> _To do_: Please render the data below as a Markdown table with two columns, Row and Line, numbering each line in order and skipping blank lines. Omit the pictures from the table.

--------------------------------

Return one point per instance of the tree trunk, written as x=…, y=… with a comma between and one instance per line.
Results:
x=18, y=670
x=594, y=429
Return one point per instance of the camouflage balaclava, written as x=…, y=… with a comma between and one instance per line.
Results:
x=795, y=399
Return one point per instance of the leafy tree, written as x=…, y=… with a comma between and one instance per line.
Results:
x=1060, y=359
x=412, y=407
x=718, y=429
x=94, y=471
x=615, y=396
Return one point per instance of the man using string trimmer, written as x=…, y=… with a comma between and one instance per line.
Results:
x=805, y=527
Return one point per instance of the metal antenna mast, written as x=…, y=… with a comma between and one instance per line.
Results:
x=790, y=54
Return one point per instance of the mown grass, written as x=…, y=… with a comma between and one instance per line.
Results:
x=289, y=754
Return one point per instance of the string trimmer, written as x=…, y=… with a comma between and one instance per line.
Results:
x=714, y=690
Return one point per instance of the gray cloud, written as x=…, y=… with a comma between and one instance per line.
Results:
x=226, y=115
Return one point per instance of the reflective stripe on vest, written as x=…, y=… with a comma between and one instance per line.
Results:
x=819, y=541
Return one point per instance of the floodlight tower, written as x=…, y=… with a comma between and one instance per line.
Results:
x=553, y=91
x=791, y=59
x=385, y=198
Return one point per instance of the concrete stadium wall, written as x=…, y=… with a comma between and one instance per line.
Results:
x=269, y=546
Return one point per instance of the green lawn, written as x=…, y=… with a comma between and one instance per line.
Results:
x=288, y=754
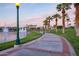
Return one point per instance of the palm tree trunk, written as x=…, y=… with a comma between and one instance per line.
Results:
x=49, y=25
x=63, y=20
x=56, y=25
x=77, y=19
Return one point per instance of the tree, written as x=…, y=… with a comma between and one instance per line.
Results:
x=48, y=21
x=63, y=7
x=76, y=5
x=56, y=16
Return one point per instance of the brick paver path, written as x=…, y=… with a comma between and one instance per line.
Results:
x=47, y=45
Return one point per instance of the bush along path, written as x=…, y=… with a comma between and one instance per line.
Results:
x=29, y=37
x=47, y=45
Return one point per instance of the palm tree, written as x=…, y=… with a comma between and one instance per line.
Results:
x=45, y=23
x=48, y=20
x=67, y=19
x=76, y=5
x=63, y=7
x=56, y=16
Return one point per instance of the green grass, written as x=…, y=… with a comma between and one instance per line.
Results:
x=29, y=37
x=71, y=37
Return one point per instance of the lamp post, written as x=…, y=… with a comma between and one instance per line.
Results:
x=18, y=39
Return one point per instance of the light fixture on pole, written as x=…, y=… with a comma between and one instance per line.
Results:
x=18, y=39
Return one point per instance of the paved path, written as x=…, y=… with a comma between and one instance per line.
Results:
x=47, y=45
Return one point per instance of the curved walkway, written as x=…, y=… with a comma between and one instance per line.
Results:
x=47, y=45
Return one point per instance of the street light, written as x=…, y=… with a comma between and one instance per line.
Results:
x=18, y=39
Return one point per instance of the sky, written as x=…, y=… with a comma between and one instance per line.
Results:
x=30, y=13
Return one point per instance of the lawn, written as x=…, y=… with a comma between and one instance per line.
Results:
x=71, y=37
x=29, y=37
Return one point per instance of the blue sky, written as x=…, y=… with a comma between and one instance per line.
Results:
x=30, y=13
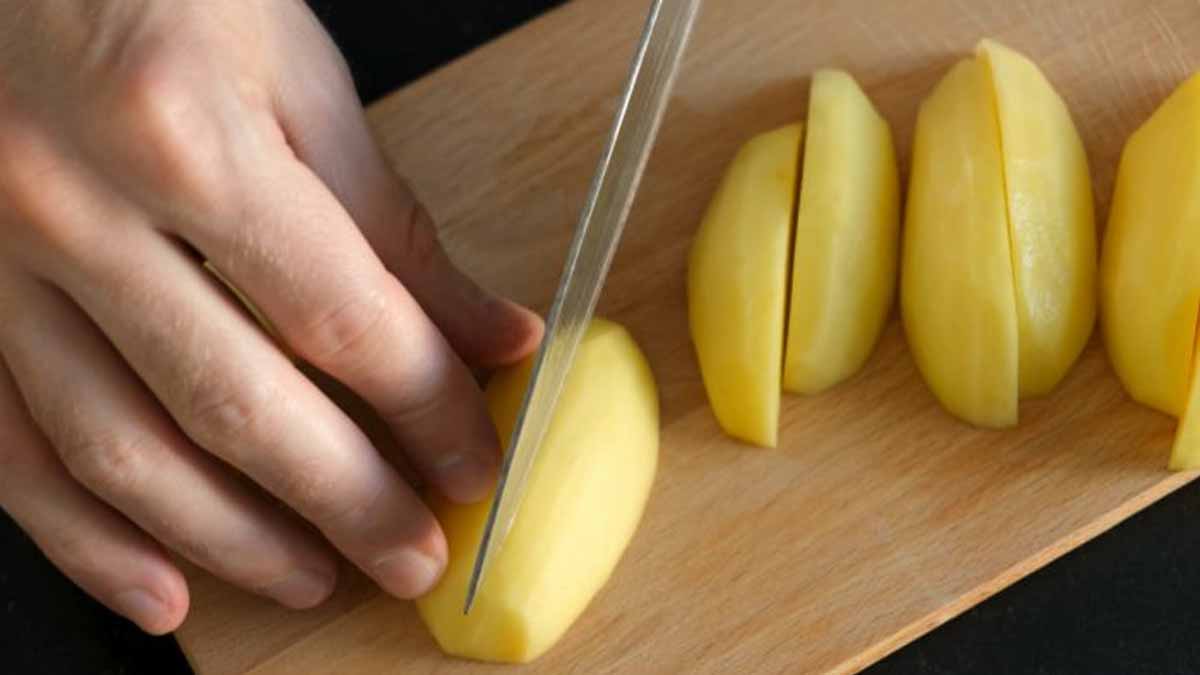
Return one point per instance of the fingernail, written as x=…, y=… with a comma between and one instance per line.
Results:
x=142, y=608
x=408, y=573
x=301, y=590
x=466, y=478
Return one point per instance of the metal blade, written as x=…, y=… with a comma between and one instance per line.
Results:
x=587, y=262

--------------------------------

> _The reply_:
| Row | Line |
|---|---|
| 1 | Return one point per instance of the tree trunk, written as x=…, y=… with a comma between and one instance per line. |
| 2 | Results: |
| 3 | x=18, y=670 |
| 4 | x=594, y=429 |
| 5 | Return one point per instance of the camouflage balaclava, written as x=…, y=… with a comma between and one instance per line. |
| 6 | Results: |
| 7 | x=795, y=399 |
| 8 | Return one point per instance of the leafy tree, written as x=…, y=… with a comma between and one instance per line. |
| 9 | Results: |
| 10 | x=1060, y=359 |
| 11 | x=412, y=407 |
| 12 | x=718, y=429 |
| 13 | x=94, y=471 |
| 14 | x=615, y=396 |
| 15 | Return one point per instance of the man using string trimmer, written as x=…, y=… with a comma between and one instance per line. |
| 16 | Results: |
| 17 | x=805, y=527 |
| 18 | Return one point per instance of the metal antenna mast, written as x=…, y=… with a comma between and one instance per line. |
| 19 | Results: |
| 20 | x=790, y=54 |
| 21 | Return one point per instance of the mown grass, written as x=…, y=… with a comma between and one instance per line. |
| 22 | Results: |
| 23 | x=289, y=754 |
| 24 | Return one point per instance of the string trimmer, written as x=…, y=… with a comma between and one instance per line. |
| 25 | Results: |
| 26 | x=714, y=690 |
| 27 | Return one point per instance of the gray cloud, written as x=…, y=… with a comma between and one instance per line. |
| 28 | Results: |
| 29 | x=226, y=115 |
| 30 | Return one point per instance of the reflective stripe on vest, written as x=…, y=… with a comma between and one instance per line. |
| 31 | Results: |
| 32 | x=819, y=541 |
| 33 | Return one point per instance of the floodlight tower, written as x=…, y=… with a comma between and one instance per line. |
| 34 | Results: |
| 35 | x=553, y=91 |
| 36 | x=791, y=59 |
| 37 | x=385, y=198 |
| 38 | Return one point per instance of the concrete stadium wall, written as x=…, y=… with a comma between and one instance per line. |
| 39 | Results: |
| 40 | x=269, y=546 |
| 41 | Return one point per instance of the green lawn, written as x=…, y=… with a comma between and one instance per line. |
| 42 | Results: |
| 43 | x=288, y=754 |
| 44 | Return one point per instance of the palm tree trunk, written as x=…, y=… with a comma between and one instance per line. |
| 45 | Results: |
| 46 | x=49, y=25 |
| 47 | x=63, y=20 |
| 48 | x=56, y=25 |
| 49 | x=77, y=19 |
| 50 | Return one point per instance of the tree, written as x=…, y=… with a comma between and one instance per line. |
| 51 | Results: |
| 52 | x=48, y=21 |
| 53 | x=63, y=7 |
| 54 | x=76, y=5 |
| 55 | x=56, y=16 |
| 56 | Return one point per instance of the brick paver path, written as x=…, y=… with a comma between and one instance per line. |
| 57 | Results: |
| 58 | x=47, y=45 |
| 59 | Return one point per instance of the bush along path, written as x=…, y=… with a comma between and one instance per line. |
| 60 | Results: |
| 61 | x=29, y=37 |
| 62 | x=47, y=45 |
| 63 | Return one point per instance of the palm tree, written as x=…, y=… with a comma between and one instance per line. |
| 64 | Results: |
| 65 | x=45, y=23 |
| 66 | x=48, y=20 |
| 67 | x=67, y=19 |
| 68 | x=76, y=5 |
| 69 | x=63, y=7 |
| 70 | x=56, y=16 |
| 71 | Return one point per instance of the green grass, written as x=…, y=… with a comma between and one instance per line. |
| 72 | Results: |
| 73 | x=29, y=37 |
| 74 | x=71, y=37 |
| 75 | Return one point per instance of the lamp post, written as x=…, y=… with a comma between and one instance per line. |
| 76 | Results: |
| 77 | x=18, y=39 |
| 78 | Return one point per instance of the light fixture on pole, written as x=…, y=… with a comma between and one instance per line. |
| 79 | Results: |
| 80 | x=18, y=39 |
| 81 | Return one point per instance of the paved path, written as x=…, y=… with a comma between and one instance per line. |
| 82 | Results: |
| 83 | x=47, y=45 |
| 84 | Return one point per instance of the curved walkway, written as x=…, y=… with a comma between and one instance per line. |
| 85 | Results: |
| 86 | x=47, y=45 |
| 87 | Return one point per instance of the street light, written as x=…, y=… with a comma between and one instance per line. |
| 88 | Results: |
| 89 | x=18, y=39 |
| 90 | Return one point per instance of the sky, written as x=…, y=… with a comma between and one instance per line. |
| 91 | Results: |
| 92 | x=30, y=13 |
| 93 | Return one point per instance of the lawn, written as x=…, y=… with a comma between and one instance per line. |
| 94 | Results: |
| 95 | x=71, y=37 |
| 96 | x=29, y=37 |
| 97 | Return one point per instance of the blue sky, written as x=…, y=… with a comma between and one instance per line. |
| 98 | Results: |
| 99 | x=30, y=13 |
| 100 | Return one point per instance of the fingernail, written as x=…, y=… with a comma between and one instance per line. |
| 101 | Results: |
| 102 | x=142, y=608 |
| 103 | x=408, y=573 |
| 104 | x=301, y=590 |
| 105 | x=466, y=478 |
| 106 | Return one point per instance of the metal blade, written as x=…, y=… with a comma between and one instance per line. |
| 107 | Results: |
| 108 | x=587, y=262 |